Task requirements: Beginning at the line that contains "Where can the low", reproduce every line to the end of the material without changing any of them.

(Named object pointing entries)

======

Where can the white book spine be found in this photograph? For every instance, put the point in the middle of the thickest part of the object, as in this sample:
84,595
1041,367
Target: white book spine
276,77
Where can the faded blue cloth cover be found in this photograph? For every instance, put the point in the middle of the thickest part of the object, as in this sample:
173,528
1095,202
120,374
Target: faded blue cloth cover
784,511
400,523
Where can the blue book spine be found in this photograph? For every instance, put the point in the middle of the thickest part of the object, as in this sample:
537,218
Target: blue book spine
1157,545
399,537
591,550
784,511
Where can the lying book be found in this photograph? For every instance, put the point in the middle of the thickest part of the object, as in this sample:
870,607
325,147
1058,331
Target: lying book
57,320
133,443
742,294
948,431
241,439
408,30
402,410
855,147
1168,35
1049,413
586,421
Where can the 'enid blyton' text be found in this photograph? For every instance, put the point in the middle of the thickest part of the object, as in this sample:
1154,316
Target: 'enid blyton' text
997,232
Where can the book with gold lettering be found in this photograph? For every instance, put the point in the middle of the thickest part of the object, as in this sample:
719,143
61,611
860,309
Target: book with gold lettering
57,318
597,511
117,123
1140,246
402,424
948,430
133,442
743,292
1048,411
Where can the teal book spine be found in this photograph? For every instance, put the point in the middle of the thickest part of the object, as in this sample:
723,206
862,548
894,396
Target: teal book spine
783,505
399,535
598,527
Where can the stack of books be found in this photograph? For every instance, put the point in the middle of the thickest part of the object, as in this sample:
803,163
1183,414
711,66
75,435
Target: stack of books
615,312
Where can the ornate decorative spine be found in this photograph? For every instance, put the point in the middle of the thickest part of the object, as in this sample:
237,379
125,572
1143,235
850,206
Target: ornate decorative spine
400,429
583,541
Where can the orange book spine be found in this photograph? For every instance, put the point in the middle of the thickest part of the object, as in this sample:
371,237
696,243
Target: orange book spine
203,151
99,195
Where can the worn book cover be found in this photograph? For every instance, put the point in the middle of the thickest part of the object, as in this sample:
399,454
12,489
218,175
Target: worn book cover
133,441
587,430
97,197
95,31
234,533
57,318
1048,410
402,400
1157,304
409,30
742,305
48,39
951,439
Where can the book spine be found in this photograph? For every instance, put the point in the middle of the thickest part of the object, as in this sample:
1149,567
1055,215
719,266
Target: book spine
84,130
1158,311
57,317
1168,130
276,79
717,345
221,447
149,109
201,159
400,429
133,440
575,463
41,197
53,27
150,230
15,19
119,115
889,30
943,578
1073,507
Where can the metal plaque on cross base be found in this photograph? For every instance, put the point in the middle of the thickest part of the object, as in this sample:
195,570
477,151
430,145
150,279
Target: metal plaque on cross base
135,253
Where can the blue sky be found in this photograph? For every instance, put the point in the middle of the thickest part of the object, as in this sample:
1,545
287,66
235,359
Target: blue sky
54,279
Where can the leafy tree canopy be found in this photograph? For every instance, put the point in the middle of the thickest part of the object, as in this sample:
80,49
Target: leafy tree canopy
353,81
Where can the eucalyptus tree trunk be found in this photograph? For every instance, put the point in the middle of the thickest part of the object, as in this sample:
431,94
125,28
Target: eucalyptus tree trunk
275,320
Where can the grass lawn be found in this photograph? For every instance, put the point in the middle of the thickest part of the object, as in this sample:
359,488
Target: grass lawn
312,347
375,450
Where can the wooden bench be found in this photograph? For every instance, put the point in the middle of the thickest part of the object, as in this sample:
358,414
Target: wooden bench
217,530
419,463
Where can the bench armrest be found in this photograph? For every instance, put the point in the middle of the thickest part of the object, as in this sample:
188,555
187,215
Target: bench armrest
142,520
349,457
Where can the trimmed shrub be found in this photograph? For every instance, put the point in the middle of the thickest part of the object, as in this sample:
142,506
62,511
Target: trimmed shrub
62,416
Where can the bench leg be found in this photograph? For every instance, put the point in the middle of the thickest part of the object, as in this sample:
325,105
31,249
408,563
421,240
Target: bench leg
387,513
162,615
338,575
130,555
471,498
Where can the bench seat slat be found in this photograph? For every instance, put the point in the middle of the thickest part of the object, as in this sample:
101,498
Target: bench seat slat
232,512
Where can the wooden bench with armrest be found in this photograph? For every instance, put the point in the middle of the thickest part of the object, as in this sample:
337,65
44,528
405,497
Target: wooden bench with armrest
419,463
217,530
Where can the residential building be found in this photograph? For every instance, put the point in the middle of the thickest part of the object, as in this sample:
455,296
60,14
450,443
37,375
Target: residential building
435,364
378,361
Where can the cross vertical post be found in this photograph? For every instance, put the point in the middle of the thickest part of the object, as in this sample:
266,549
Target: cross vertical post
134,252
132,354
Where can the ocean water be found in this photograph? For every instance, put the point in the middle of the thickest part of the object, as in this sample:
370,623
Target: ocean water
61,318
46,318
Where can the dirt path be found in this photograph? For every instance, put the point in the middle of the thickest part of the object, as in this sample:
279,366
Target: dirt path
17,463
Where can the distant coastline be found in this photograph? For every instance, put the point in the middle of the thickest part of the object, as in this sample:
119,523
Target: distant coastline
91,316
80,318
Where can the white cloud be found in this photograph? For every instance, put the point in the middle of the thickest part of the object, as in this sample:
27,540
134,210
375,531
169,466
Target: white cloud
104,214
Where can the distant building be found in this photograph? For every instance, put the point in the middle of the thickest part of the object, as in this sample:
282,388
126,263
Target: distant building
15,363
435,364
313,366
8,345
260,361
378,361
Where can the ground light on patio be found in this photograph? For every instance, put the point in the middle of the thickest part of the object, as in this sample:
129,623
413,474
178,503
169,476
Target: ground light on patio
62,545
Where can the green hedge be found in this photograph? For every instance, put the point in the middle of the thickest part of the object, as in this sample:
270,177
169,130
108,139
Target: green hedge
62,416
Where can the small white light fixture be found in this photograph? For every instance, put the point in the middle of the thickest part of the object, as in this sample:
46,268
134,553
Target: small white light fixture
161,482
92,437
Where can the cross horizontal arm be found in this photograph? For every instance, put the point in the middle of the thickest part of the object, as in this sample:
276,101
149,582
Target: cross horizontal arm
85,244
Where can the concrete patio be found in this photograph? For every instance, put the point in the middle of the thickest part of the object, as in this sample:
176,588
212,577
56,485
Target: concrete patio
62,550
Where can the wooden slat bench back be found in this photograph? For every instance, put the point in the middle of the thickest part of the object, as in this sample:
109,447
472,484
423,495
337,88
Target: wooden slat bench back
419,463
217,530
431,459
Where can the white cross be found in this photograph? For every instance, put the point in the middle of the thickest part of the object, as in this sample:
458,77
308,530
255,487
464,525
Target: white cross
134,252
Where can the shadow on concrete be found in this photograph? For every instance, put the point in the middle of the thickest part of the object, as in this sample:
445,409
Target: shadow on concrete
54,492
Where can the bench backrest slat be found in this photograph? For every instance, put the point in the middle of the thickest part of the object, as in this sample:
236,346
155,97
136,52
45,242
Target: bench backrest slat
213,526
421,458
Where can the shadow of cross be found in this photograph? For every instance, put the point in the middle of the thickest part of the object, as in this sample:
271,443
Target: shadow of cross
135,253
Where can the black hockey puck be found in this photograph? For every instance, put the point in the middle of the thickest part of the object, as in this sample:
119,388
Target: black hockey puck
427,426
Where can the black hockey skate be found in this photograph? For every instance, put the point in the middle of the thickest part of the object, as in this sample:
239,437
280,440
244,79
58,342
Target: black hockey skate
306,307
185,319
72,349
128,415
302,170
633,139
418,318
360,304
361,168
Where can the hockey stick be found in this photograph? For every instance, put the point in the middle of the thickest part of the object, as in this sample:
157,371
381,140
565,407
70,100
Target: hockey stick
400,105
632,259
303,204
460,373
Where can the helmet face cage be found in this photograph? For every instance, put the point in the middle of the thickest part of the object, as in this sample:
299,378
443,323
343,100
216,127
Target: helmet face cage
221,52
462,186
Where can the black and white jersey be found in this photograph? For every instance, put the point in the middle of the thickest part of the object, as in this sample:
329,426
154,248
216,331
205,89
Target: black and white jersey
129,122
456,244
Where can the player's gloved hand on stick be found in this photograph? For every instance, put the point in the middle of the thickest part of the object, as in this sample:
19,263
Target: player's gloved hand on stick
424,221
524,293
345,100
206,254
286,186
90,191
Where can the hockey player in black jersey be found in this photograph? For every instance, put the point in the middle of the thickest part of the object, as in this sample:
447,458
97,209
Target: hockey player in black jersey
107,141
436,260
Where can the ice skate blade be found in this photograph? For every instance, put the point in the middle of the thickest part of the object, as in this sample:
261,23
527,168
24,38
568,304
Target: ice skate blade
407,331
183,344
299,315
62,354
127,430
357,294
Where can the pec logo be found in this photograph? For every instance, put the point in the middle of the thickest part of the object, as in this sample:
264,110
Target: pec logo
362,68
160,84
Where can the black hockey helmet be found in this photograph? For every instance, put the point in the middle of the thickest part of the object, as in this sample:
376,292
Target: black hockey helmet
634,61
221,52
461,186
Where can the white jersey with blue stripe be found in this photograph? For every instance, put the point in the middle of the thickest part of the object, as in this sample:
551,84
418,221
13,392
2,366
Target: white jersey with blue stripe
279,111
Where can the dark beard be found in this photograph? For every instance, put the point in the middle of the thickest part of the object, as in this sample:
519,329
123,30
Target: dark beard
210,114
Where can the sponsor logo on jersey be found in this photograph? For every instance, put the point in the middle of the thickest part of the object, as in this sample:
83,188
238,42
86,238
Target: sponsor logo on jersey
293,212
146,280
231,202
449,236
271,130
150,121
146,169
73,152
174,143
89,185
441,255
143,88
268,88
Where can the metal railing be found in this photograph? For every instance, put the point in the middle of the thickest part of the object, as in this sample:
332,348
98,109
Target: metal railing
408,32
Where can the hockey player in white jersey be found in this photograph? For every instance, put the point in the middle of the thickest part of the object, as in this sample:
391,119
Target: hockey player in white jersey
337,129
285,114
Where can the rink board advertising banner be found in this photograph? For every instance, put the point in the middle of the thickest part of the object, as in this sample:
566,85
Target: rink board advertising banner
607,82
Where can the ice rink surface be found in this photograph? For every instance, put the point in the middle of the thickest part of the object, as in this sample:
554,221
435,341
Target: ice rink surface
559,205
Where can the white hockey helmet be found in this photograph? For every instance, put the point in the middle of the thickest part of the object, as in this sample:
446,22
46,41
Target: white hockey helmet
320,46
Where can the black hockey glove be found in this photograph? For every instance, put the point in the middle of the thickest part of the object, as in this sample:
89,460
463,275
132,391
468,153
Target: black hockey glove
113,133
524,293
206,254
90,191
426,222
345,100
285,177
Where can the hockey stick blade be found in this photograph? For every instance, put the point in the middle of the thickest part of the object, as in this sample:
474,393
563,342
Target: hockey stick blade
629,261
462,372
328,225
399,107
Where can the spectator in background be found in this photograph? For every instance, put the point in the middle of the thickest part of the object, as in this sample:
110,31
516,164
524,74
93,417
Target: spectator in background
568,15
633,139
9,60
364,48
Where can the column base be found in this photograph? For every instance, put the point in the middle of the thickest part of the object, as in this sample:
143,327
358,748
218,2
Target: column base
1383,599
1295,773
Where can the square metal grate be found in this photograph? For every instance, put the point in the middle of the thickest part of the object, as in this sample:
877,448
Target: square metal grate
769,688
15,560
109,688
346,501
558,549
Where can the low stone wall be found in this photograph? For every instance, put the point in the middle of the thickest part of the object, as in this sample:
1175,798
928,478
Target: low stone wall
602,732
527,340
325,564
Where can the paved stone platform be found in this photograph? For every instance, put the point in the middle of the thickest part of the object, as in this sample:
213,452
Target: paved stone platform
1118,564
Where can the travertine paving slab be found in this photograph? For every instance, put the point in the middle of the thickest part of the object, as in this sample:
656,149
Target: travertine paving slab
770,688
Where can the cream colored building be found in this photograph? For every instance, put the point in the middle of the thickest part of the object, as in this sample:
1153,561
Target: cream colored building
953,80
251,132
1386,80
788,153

======

Solution for this problem:
Where can the low stone wall be found in this photograph? For every instance, put the point in the middle of the thickest part of the object, as in this sample:
1175,798
928,478
Target: low stone wall
602,732
527,340
325,564
Where can the paved stone platform be found in this photograph? For every instance, put the point in the middle of the thickest part of the object, as in this sample:
213,452
Target: paved stone platform
1118,564
Where can the travertine paving slab be found in this photograph? For every instance, put the point in the middle of the thickest part of the object, as in this sample:
656,149
Target: travertine paving slab
770,688
Where can the cream colored building be found in this photograph? For every instance, put the point in the middle of the thickest part of the object, as in this sample:
1153,561
Target: cream colored building
953,80
251,132
1386,80
788,153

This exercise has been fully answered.